== Text segment ==
+-------+
4 Financial Myths You Shouldn’t Fall for This April Fools’

4 Financial Myths You Shouldn’t Fall for This April Fools’

4 Financial Myths You Shouldn’t Fall for This April Fools’

April Fools’ Day has a long and rich history of harmless trickery, and it can be very entertaining if you manage to fool your family or friends. However, if you’re gullible, April Fools’ Day may not be as much fun. Falling for false information or pranks on this day is understandable, given the day’s reputation for people making deliberate efforts to trick you.

 

With this in mind, it’s easy to see why making bad financial decisions once or twice or taking lousy advice is bound to happen sooner or later. The important thing is that you learn from this experience and work to better your knowledge, so you don’t fall for it a second time. 

 

You have to remember that it’s not all about what you do with your money, but it’s also about what you don’t do with it. This distinction may be the difference between financial success and failure. The following myths can help you avoid traps and grow your wealth instead of losing it.

 

Myth 1 – There Is No Need for an Emergency Fund

There are dozens of reasons why having an emergency fund is necessary, and you can probably list a few right off the top of your head without doing any research. For example, if you need to relocate, suddenly lose your job, or require an extensive vehicle repair, where will you get the money? Not making a point to have an emergency fund when one of these situations pops up can lead to bad credit, debt, or even bankruptcy if things get bad enough. Even if you have a tight budget, set aside roughly 10% of each paycheque until your emergency fund is big enough to cover six to nine months of expenses. Keep the money in a fund that you can access if you need it, but don’t make it so accessible that you can pull from it whenever you want. When you take money out, replenish it as soon as you can.
+-------+
== Extracted entries ==
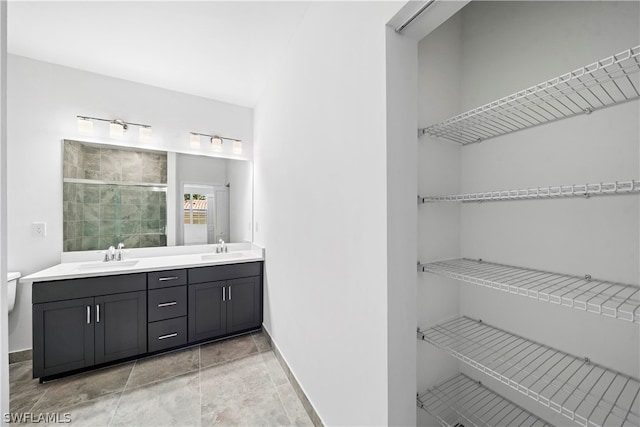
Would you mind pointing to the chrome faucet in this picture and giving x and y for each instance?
(110, 254)
(120, 255)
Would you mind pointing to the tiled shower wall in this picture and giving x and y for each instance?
(97, 216)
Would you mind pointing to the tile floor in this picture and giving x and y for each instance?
(233, 382)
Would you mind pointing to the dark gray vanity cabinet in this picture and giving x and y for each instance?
(224, 300)
(167, 298)
(79, 323)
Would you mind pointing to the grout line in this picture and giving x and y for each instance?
(39, 399)
(200, 382)
(291, 421)
(113, 415)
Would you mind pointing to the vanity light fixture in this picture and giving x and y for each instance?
(194, 140)
(117, 127)
(216, 142)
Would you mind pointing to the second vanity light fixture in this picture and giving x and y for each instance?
(216, 142)
(117, 127)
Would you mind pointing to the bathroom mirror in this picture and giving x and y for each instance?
(114, 194)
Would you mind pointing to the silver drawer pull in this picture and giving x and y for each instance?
(164, 337)
(167, 304)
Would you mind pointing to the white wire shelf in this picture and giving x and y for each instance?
(576, 190)
(609, 299)
(584, 392)
(461, 401)
(604, 83)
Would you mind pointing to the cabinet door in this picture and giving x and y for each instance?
(62, 336)
(120, 326)
(207, 310)
(244, 304)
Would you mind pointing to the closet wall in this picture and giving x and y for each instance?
(486, 51)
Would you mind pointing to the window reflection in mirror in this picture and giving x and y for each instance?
(206, 214)
(114, 194)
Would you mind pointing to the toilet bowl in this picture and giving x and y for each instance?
(12, 284)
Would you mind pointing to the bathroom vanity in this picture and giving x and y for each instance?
(87, 315)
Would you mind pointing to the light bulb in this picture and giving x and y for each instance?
(237, 147)
(216, 143)
(194, 140)
(116, 130)
(145, 134)
(85, 126)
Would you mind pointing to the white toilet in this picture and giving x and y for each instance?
(12, 284)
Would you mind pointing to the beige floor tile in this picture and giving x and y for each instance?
(24, 391)
(260, 409)
(227, 350)
(274, 368)
(164, 366)
(173, 402)
(97, 412)
(73, 390)
(261, 341)
(222, 384)
(293, 407)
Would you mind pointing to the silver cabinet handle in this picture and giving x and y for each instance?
(164, 337)
(167, 304)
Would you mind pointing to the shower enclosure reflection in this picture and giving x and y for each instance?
(115, 194)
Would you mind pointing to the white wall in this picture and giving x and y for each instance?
(4, 328)
(402, 187)
(240, 176)
(321, 209)
(43, 101)
(439, 65)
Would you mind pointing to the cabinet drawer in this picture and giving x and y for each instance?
(224, 272)
(166, 279)
(167, 303)
(167, 333)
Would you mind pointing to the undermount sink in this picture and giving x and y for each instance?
(222, 256)
(106, 265)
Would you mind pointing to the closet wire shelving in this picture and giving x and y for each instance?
(610, 81)
(576, 190)
(462, 401)
(588, 394)
(584, 293)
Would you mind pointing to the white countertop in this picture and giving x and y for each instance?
(201, 257)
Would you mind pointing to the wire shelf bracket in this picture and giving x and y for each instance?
(607, 82)
(584, 293)
(586, 393)
(462, 401)
(577, 190)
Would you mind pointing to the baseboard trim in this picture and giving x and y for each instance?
(20, 356)
(311, 411)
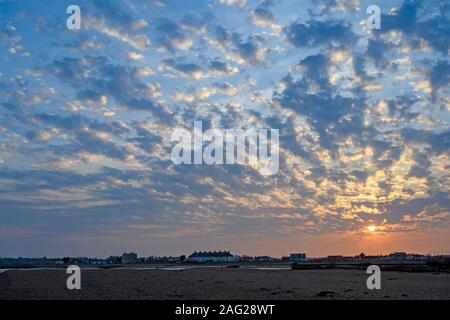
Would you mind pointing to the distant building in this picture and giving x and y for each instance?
(297, 257)
(398, 256)
(211, 256)
(129, 258)
(335, 258)
(263, 258)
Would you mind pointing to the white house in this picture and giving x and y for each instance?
(211, 256)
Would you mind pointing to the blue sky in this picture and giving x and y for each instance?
(86, 117)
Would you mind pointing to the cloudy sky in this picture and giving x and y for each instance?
(86, 117)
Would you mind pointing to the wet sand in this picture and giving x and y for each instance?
(222, 283)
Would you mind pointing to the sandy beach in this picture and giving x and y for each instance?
(221, 283)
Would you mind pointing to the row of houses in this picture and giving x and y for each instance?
(209, 257)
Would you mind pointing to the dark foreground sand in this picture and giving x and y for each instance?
(222, 283)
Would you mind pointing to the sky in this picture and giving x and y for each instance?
(86, 118)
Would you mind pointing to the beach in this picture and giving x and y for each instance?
(210, 282)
+-------+
== What you need to do ==
[1] From the financial myths article above, give again the stretch from "There are dozens" through "as you can." word for word.
[2] According to the financial myths article, how many months of expenses should an emergency fund be big enough to cover?

== Results of the exercise ==
[1]
There are dozens of reasons why having an emergency fund is necessary, and you can probably list a few right off the top of your head without doing any research. For example, if you need to relocate, suddenly lose your job, or require an extensive vehicle repair, where will you get the money? Not making a point to have an emergency fund when one of these situations pops up can lead to bad credit, debt, or even bankruptcy if things get bad enough. Even if you have a tight budget, set aside roughly 10% of each paycheque until your emergency fund is big enough to cover six to nine months of expenses. Keep the money in a fund that you can access if you need it, but don’t make it so accessible that you can pull from it whenever you want. When you take money out, replenish it as soon as you can.

[2] Six to nine months of expenses.